What to produce: Recast every line of the rows below as a JSON list of strings, one string per line, skipping blank lines and leaving the pictures out.
====
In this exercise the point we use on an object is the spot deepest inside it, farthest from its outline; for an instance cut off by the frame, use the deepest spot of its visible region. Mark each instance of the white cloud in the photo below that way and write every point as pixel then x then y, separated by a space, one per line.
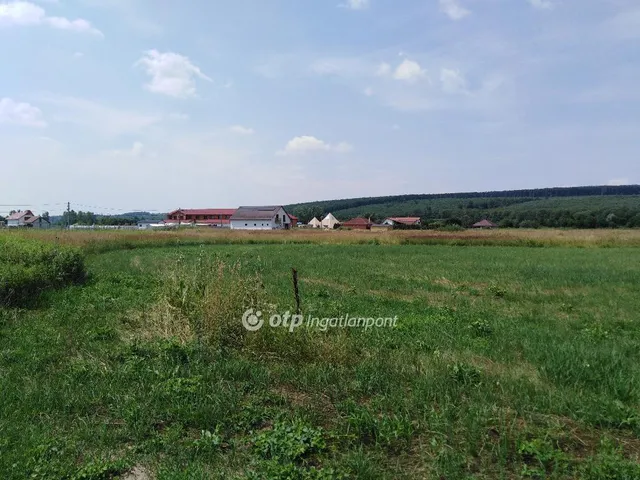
pixel 103 119
pixel 542 4
pixel 618 181
pixel 356 4
pixel 137 150
pixel 453 10
pixel 452 81
pixel 309 144
pixel 342 147
pixel 383 69
pixel 25 14
pixel 625 25
pixel 171 74
pixel 240 130
pixel 18 113
pixel 409 71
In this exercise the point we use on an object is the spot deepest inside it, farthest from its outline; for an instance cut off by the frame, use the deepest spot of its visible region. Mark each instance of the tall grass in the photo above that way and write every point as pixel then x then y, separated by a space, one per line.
pixel 28 267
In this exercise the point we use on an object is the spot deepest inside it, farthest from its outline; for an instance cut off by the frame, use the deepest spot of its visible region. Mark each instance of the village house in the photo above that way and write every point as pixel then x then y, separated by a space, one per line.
pixel 330 222
pixel 358 223
pixel 209 217
pixel 314 223
pixel 38 222
pixel 484 224
pixel 402 221
pixel 260 218
pixel 20 219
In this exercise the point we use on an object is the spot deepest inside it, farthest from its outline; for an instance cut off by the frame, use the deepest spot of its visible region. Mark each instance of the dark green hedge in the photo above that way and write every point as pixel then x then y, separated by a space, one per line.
pixel 28 267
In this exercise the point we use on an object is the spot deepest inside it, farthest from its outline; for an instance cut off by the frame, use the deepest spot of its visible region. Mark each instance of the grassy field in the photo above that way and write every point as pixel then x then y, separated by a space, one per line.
pixel 506 361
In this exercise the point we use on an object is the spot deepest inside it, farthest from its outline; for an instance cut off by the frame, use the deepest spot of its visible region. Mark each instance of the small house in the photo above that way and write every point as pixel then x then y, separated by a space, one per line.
pixel 37 222
pixel 315 223
pixel 19 219
pixel 260 218
pixel 380 227
pixel 330 222
pixel 201 217
pixel 402 221
pixel 484 224
pixel 358 223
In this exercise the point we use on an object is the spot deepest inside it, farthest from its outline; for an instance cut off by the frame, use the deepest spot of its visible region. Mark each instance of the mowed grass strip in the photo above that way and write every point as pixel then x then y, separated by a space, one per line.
pixel 507 362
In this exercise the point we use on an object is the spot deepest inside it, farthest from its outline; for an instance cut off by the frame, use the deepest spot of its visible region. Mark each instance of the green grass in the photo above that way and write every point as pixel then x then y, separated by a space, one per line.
pixel 29 267
pixel 507 362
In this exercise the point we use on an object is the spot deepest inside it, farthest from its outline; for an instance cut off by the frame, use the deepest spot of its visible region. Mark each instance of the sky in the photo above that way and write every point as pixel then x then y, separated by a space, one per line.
pixel 121 105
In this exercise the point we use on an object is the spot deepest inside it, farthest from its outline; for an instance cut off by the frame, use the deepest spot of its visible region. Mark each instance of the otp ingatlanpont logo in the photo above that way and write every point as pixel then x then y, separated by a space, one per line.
pixel 252 321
====
The completed task:
[
  "In this exercise the point we use on an object is the spot deepest inside it, farthest from its outline; for an instance cut off by the frame, use the deepest spot of its visible region. Mark each instance of the white cloud in the photo below that way and write every point as pixel then x then y, separated by a space, one per line.",
  "pixel 103 119",
  "pixel 542 4",
  "pixel 618 181",
  "pixel 356 4",
  "pixel 137 150",
  "pixel 453 10",
  "pixel 452 81",
  "pixel 309 144",
  "pixel 342 147",
  "pixel 383 69",
  "pixel 25 14",
  "pixel 625 25",
  "pixel 171 74",
  "pixel 240 130",
  "pixel 18 113",
  "pixel 409 71",
  "In this exercise the point we use on an object is the spot deepest inside it, farthest from its outline; for an instance cut off by the frame, use the deepest spot of its visible region. Mark each instance of the tall grass in the photo above that way and write every point as pixel then x then y, separated by a space, one per line.",
  "pixel 28 267",
  "In this exercise the point we use on an object is the spot deepest inside it, farthest from its outline; for an instance cut off by the frame, use the deepest spot of its visible region. Mark each instance of the village house in the photo above that way and write every point as pixel then x then y, separated by a space, one per line.",
  "pixel 330 222",
  "pixel 358 223",
  "pixel 209 217",
  "pixel 314 223",
  "pixel 38 222",
  "pixel 484 224",
  "pixel 402 221",
  "pixel 260 218",
  "pixel 20 219",
  "In this exercise the point we use on an object is the spot deepest inside it, farthest from its outline; for an instance cut off by the frame, use the deepest spot of its visible region. Mark each instance of the dark green hedge in the photo above that way and write every point as pixel then x then y, separated by a space, one per line.",
  "pixel 28 267",
  "In this exercise the point we use on an object is the spot deepest inside it, farthest from its outline; for an instance cut off by the frame, use the deepest spot of its visible region. Mark each instance of the grassy field in the photo above that way and write every point as pixel then x then y, separated by a space, one per line.",
  "pixel 506 361",
  "In this exercise the point we use on an object is the spot deepest inside it, farthest from its outline; for an instance cut off by the frame, use the deepest spot of its visible region. Mark each instance of the small house in the photo above that way and write every point as pixel then x then y, separated by a space, one per line.",
  "pixel 37 222",
  "pixel 315 223",
  "pixel 19 219",
  "pixel 260 218",
  "pixel 380 227",
  "pixel 330 222",
  "pixel 201 217",
  "pixel 402 221",
  "pixel 484 224",
  "pixel 358 223",
  "In this exercise the point we use on an object is the spot deepest inside it, farthest from its outline; for an instance cut off by the frame, use the deepest spot of its visible region. Mark each instance of the mowed grass strip in the photo above that way and write every point as pixel then x then y, separated by a space, one per line.",
  "pixel 507 362",
  "In this exercise the point we use on an object is the spot deepest inside it, farthest from its outline; for an instance cut off by the frame, use the deepest spot of its visible region. Mark each instance of the green grass in the photo above that way and write every point as pixel then x then y, separated by a space, one per line.",
  "pixel 29 267",
  "pixel 507 362",
  "In this exercise the point we use on an object is the spot deepest inside it, farthest from its outline; for an instance cut off by the frame, use the deepest spot of its visible region. Mark each instance of the sky in the photo above that way and write every point as pixel then x then y, separated by a space, one per line.",
  "pixel 121 105",
  "In this exercise the point we use on an object is the spot deepest inside it, farthest from its outline; for an instance cut off by the frame, use the deepest spot of its visible region. Mark each instance of the otp ingatlanpont logo in the photo above that way and write every point as pixel then x then y, separated by a space, one per line.",
  "pixel 252 321"
]